— start of EXERCISE MATERIALS —
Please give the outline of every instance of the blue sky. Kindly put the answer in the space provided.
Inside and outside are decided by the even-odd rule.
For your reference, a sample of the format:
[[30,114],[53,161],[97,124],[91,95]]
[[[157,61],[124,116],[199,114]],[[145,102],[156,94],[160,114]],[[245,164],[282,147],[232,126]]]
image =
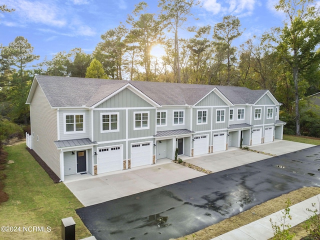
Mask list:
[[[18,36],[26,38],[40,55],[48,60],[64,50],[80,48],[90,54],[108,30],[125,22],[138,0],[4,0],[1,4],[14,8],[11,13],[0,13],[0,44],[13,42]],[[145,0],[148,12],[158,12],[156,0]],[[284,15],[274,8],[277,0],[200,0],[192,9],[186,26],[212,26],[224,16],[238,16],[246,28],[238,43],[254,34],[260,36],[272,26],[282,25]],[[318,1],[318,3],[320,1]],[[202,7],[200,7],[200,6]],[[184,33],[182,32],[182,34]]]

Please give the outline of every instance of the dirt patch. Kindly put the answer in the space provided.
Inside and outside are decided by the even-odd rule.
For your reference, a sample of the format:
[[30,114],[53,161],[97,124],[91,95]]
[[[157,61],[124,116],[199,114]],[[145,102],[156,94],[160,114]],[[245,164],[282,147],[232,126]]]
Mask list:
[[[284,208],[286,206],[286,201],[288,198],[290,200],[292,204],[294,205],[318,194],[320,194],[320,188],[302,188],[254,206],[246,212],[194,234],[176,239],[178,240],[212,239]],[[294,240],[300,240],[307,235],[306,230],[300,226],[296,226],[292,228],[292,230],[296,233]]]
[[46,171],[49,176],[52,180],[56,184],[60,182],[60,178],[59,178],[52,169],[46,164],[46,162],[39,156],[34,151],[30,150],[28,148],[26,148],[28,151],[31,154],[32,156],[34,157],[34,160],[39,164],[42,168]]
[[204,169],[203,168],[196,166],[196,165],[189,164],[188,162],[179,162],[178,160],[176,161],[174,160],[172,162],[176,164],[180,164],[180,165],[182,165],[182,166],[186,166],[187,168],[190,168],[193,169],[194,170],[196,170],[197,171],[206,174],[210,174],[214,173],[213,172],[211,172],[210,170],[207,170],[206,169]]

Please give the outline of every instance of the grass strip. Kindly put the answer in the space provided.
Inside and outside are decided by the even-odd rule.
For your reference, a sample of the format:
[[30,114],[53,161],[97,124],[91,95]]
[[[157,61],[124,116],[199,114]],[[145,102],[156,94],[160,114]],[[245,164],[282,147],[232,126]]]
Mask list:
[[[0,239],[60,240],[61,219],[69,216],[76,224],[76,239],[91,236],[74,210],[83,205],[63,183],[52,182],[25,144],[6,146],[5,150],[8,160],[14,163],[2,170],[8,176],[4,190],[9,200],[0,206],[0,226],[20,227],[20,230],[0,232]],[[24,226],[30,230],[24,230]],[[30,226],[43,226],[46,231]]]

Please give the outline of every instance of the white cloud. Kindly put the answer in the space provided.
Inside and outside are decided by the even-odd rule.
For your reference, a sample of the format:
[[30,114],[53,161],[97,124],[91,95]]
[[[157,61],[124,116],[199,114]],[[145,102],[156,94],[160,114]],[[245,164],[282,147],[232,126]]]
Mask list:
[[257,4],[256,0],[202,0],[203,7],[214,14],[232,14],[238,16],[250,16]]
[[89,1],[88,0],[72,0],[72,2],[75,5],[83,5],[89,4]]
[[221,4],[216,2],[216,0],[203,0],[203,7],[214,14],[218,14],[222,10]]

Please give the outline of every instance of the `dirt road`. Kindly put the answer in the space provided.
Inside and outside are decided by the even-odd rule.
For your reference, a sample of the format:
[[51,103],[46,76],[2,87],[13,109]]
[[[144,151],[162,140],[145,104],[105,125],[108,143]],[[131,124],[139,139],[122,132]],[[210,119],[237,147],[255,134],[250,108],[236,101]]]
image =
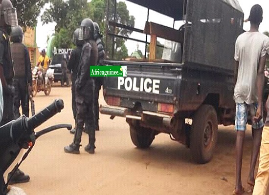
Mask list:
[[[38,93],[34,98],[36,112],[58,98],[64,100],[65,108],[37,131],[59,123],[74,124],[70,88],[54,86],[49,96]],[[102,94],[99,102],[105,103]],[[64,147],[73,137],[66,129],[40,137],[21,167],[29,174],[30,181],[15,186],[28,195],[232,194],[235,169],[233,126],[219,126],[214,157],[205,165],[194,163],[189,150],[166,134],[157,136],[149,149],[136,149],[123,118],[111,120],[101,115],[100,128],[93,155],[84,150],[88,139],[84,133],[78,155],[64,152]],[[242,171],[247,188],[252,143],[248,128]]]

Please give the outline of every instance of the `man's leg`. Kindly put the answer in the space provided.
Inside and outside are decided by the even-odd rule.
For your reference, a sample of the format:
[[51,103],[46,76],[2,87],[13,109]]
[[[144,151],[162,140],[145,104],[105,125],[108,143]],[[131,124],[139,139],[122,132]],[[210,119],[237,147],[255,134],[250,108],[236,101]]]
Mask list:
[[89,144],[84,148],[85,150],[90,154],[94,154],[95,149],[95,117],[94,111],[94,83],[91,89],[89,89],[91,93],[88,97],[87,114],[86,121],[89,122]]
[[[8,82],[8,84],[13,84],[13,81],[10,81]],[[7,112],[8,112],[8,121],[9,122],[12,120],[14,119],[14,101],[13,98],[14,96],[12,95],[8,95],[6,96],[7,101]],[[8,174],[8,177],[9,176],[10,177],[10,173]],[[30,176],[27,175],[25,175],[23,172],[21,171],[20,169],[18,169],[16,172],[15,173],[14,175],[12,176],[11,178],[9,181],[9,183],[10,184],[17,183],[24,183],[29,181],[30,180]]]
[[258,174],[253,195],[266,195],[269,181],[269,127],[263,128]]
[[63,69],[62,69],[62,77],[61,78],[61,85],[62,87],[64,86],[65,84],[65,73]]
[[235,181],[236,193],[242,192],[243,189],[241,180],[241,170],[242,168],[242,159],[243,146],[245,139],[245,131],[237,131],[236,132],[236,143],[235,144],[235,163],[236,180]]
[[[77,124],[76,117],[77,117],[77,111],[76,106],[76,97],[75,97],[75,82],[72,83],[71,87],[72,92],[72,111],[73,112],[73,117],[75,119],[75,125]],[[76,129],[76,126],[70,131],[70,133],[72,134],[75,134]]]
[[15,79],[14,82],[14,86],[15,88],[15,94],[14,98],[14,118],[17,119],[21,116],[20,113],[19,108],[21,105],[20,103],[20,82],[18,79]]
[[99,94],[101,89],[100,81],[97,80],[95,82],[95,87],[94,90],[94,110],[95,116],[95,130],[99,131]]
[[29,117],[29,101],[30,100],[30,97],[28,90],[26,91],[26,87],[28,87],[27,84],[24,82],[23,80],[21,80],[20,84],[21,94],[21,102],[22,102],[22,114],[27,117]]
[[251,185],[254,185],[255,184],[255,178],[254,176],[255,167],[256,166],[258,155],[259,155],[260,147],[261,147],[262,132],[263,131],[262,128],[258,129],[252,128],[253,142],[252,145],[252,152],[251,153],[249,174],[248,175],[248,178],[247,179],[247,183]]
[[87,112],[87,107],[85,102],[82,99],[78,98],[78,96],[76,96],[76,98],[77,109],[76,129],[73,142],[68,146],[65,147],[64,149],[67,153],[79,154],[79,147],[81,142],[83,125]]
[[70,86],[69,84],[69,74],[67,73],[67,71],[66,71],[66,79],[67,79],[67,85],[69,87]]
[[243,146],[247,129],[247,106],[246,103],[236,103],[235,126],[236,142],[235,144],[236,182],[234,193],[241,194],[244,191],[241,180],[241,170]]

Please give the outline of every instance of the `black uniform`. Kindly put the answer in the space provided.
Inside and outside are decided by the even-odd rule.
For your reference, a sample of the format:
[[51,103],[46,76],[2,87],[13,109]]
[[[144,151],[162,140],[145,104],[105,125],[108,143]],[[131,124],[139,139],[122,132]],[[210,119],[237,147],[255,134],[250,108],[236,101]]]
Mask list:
— end of EXERCISE MATERIALS —
» **WRITTEN PROBLEM**:
State how many lines of the records above contain the string "provided", treating uppercase and lowercase letters as distinct. Give only the number.

» **TASK OUTPUT**:
7